> [RECORDS SHOWN]
--- START ---
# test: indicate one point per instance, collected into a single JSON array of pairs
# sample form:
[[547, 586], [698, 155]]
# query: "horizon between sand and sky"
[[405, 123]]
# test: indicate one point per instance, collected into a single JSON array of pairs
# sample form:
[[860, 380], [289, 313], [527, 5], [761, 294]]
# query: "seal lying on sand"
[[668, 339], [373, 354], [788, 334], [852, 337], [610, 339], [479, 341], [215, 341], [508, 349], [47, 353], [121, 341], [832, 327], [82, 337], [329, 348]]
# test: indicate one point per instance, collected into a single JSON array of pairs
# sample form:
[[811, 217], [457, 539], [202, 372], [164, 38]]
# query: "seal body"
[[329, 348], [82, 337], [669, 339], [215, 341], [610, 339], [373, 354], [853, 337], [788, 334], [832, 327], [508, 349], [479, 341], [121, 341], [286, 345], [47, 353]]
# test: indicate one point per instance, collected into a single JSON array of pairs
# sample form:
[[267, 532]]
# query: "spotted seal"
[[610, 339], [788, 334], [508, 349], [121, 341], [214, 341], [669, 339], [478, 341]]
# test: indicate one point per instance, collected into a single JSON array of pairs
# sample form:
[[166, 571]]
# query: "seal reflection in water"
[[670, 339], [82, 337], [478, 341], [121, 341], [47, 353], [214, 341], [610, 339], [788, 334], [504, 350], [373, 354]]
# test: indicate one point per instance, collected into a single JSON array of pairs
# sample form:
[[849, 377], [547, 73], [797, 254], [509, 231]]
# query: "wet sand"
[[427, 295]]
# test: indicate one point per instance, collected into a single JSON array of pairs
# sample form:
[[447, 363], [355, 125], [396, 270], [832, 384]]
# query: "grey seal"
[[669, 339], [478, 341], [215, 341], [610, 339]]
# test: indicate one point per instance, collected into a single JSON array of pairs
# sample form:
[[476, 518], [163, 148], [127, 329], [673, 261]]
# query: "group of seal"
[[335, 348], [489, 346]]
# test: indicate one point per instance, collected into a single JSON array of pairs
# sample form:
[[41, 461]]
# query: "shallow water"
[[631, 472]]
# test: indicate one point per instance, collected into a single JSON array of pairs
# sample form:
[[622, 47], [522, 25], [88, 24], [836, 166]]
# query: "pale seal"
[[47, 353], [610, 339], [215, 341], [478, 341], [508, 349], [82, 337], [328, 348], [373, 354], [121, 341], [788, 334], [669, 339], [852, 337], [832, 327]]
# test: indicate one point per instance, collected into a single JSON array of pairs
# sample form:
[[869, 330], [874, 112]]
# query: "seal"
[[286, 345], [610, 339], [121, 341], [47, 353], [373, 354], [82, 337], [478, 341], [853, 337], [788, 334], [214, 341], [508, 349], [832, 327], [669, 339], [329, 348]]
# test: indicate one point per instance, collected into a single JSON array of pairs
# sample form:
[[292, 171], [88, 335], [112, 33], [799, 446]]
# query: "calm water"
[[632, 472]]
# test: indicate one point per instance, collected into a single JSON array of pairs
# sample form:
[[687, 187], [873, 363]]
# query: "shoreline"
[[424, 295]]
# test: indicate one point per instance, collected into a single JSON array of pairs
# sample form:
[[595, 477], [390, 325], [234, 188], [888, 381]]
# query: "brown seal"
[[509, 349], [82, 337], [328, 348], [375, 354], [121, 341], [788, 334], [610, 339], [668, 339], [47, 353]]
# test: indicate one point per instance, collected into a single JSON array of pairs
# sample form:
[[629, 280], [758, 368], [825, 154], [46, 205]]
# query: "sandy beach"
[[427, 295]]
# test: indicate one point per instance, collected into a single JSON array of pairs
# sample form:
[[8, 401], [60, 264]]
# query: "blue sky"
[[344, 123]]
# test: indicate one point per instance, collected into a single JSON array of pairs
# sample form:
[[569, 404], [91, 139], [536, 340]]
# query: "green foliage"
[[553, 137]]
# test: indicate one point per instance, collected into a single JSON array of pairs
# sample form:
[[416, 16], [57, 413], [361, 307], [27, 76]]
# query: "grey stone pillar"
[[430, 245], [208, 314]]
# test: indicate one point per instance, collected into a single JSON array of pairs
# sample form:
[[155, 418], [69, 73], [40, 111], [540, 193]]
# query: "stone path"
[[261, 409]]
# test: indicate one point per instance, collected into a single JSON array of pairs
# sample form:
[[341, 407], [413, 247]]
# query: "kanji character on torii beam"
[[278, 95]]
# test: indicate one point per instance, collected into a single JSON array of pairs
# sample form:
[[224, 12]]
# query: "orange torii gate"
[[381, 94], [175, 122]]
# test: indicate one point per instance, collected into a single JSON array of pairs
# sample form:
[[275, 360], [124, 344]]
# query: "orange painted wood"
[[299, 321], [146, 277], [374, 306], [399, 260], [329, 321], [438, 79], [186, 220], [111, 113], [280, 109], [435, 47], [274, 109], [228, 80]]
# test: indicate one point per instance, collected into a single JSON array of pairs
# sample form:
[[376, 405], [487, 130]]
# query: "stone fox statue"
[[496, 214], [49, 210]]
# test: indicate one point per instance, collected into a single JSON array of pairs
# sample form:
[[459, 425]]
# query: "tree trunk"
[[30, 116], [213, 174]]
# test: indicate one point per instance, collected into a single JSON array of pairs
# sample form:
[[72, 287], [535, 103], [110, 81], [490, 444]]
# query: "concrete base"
--- END ---
> [TASK DIRECTIONS] Retype all of the records so that every line matches the original exactly.

> [TASK SOLUTION]
# test: indicate one point per instance, collected into a single JSON array of pairs
# sample form:
[[547, 586], [698, 155]]
# query: "horizon between sand and sky"
[[405, 123]]
# test: indicate one point per instance, collected into a single JSON array of pairs
# sample form:
[[860, 380], [289, 313], [527, 5], [761, 294]]
# query: "seal lying on sand"
[[668, 339], [373, 354], [788, 334], [852, 337], [610, 339], [479, 341], [215, 341], [508, 349], [47, 353], [121, 341], [832, 327], [82, 337], [329, 348]]
# test: indicate one point per instance, collected into a single JSON array of pairs
# sample form:
[[811, 217], [457, 539], [202, 372], [164, 38]]
# query: "seal body"
[[329, 348], [82, 337], [669, 339], [215, 341], [610, 339], [373, 354], [853, 337], [788, 334], [832, 327], [508, 349], [479, 341], [121, 341], [286, 345], [47, 353]]
# test: indicate one point per instance, collected into a single JSON array of pairs
# sample form:
[[267, 532]]
# query: "spotted seal"
[[610, 339], [788, 334], [508, 349], [121, 341], [214, 341], [669, 339], [478, 341]]
# test: indicate one point per instance, collected into a single JSON array of pairs
# sample form:
[[166, 571]]
# query: "seal reflection in water"
[[670, 339], [82, 337], [478, 341], [121, 341], [47, 353], [214, 341], [610, 339], [788, 334], [504, 350], [373, 354]]
# test: indicate one point per instance, collected into a single JSON array of pairs
# sample form:
[[849, 377], [547, 73], [797, 254], [509, 231]]
# query: "wet sand"
[[427, 295]]
# test: indicate one point per instance, collected into a single JSON array of pairs
# sample form:
[[447, 363], [355, 125], [396, 270], [832, 384]]
# query: "grey seal"
[[669, 339], [478, 341], [215, 341], [610, 339]]
# test: indicate one point per instance, collected into a single JSON array of pairs
# sample form:
[[476, 518], [163, 148], [127, 329], [673, 261]]
# query: "group of seal"
[[335, 348], [489, 346]]
# test: indicate one point per instance, collected into a single JSON array of pairs
# sample form:
[[41, 461]]
# query: "shallow water"
[[631, 472]]
# test: indicate one point per instance, collected into a single JSON array of pairs
# sample form:
[[622, 47], [522, 25], [88, 24], [836, 166]]
# query: "pale seal"
[[47, 353], [610, 339], [215, 341], [478, 341], [508, 349], [82, 337], [328, 348], [373, 354], [121, 341], [788, 334], [669, 339], [852, 337], [832, 327]]
# test: indicate one point per instance, collected into a single JSON array of pairs
# sample form:
[[869, 330], [874, 112]]
# query: "seal"
[[286, 345], [610, 339], [121, 341], [47, 353], [373, 354], [82, 337], [478, 341], [853, 337], [788, 334], [214, 341], [508, 349], [832, 327], [669, 339], [329, 348]]
# test: indicate one point per instance, collected into a single JSON array of pairs
# sample form:
[[292, 171], [88, 335], [112, 33], [799, 446]]
# query: "calm water"
[[632, 472]]
# test: indicate one point per instance, collected into a single JSON array of pairs
# sample form:
[[687, 187], [873, 363]]
# query: "shoreline"
[[424, 295]]
# test: indicate one point per instance, collected into a single JSON array of pairs
# sample form:
[[595, 477], [390, 325], [234, 188], [888, 381]]
# query: "brown seal"
[[509, 349], [82, 337], [328, 348], [375, 354], [121, 341], [788, 334], [610, 339], [668, 339], [47, 353]]
# test: indicate one point per instance, collected into a single JSON array of pairs
# sample form:
[[629, 280], [758, 368], [825, 154], [46, 205]]
# query: "sandy beach"
[[427, 295]]
# test: indicate one point per instance, collected into a single JSON array of pairs
# sample form:
[[8, 401], [60, 264]]
# query: "blue sky"
[[344, 123]]
# test: indicate one point per instance, collected into a single JSON array of pairs
# sample form:
[[569, 404], [91, 139], [536, 340]]
# query: "green foliage"
[[553, 137]]
# test: indicate one point per instance, collected into a single JSON array of pairs
# sample form:
[[416, 16], [57, 413], [361, 307], [27, 76]]
# query: "grey stone pillar"
[[430, 245], [208, 314]]
# test: indicate one point per instance, collected into a single JSON array of pairs
# sample form:
[[155, 418], [69, 73], [40, 111], [540, 193]]
# query: "stone path"
[[261, 409]]
# test: indicate one point per instance, collected into a single JSON array of pairs
# sample form:
[[341, 407], [413, 247]]
# query: "kanji character on torii beam"
[[278, 95]]
# test: indicate one point per instance, collected into a single JSON array of pairs
# sample form:
[[224, 12]]
# query: "orange torii gate"
[[381, 94], [175, 122]]
# test: indicate one point per instance, collected into a single JSON array of pairs
# sample form:
[[275, 360], [124, 344]]
# query: "orange painted wood"
[[299, 321], [146, 277], [374, 306], [399, 260], [329, 321], [438, 79], [186, 220], [111, 113], [280, 109], [435, 47], [274, 109], [228, 80]]
# test: indicate one point per instance, collected into a single JSON array of pairs
# sample form:
[[376, 405], [487, 130]]
# query: "stone fox statue"
[[496, 214], [49, 210]]
# test: indicate one point per instance, collected into a single JSON array of pairs
# sample form:
[[459, 425]]
# query: "tree trunk"
[[30, 116], [213, 174]]
# test: indicate one point per instance, collected into a single JSON array of pairs
# sample form:
[[72, 287], [535, 103], [110, 81], [490, 444]]
# query: "concrete base"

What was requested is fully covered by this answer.